— Work order —
Starting with the line that contains "Keypoint placement rule: for each instance of the digital", copy every line through the end of the data below, exactly and with nothing added.

(Image point grounding data)
§
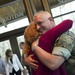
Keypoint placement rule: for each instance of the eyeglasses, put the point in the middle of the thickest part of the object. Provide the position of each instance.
(38, 23)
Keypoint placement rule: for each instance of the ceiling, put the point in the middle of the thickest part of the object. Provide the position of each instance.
(12, 10)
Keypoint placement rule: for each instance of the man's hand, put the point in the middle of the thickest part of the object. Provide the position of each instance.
(31, 62)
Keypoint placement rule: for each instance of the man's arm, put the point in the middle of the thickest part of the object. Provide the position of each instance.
(52, 61)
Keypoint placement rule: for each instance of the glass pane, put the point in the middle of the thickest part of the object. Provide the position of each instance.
(4, 45)
(20, 39)
(15, 25)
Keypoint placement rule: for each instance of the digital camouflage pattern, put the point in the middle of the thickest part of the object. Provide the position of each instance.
(67, 40)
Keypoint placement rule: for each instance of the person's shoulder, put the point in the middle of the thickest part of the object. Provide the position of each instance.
(15, 55)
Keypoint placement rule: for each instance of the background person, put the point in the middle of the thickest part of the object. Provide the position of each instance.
(2, 66)
(22, 59)
(14, 65)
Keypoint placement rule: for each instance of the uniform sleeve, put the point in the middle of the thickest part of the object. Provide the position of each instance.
(64, 45)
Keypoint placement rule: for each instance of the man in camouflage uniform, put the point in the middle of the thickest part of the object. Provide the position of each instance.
(67, 41)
§
— Final answer —
Keypoint placement rule: for each instance of the digital camouflage pattern, put the point in the middle of the thickest part of the object. Provide the position of each instance.
(67, 40)
Keypoint placement rule: for each instance of the person's shoulder, put the point in the middle of the thickest part of the object. Provide the position of each instance.
(15, 55)
Keypoint placement rule: for each instance of the background person, put the point in the middle of the thickest part of the object. Provide the position of each instance.
(2, 66)
(22, 59)
(14, 65)
Keypoint placement rule: for each instance of the uniform sleeve, put the point in the middle of the thickest part of the object. Provide the position of each instance.
(64, 45)
Keypoint placement rule: for each instance of the man in camouflage uniform, put the point in the middle of the thickest part of the object. Provide the position of each instance.
(67, 41)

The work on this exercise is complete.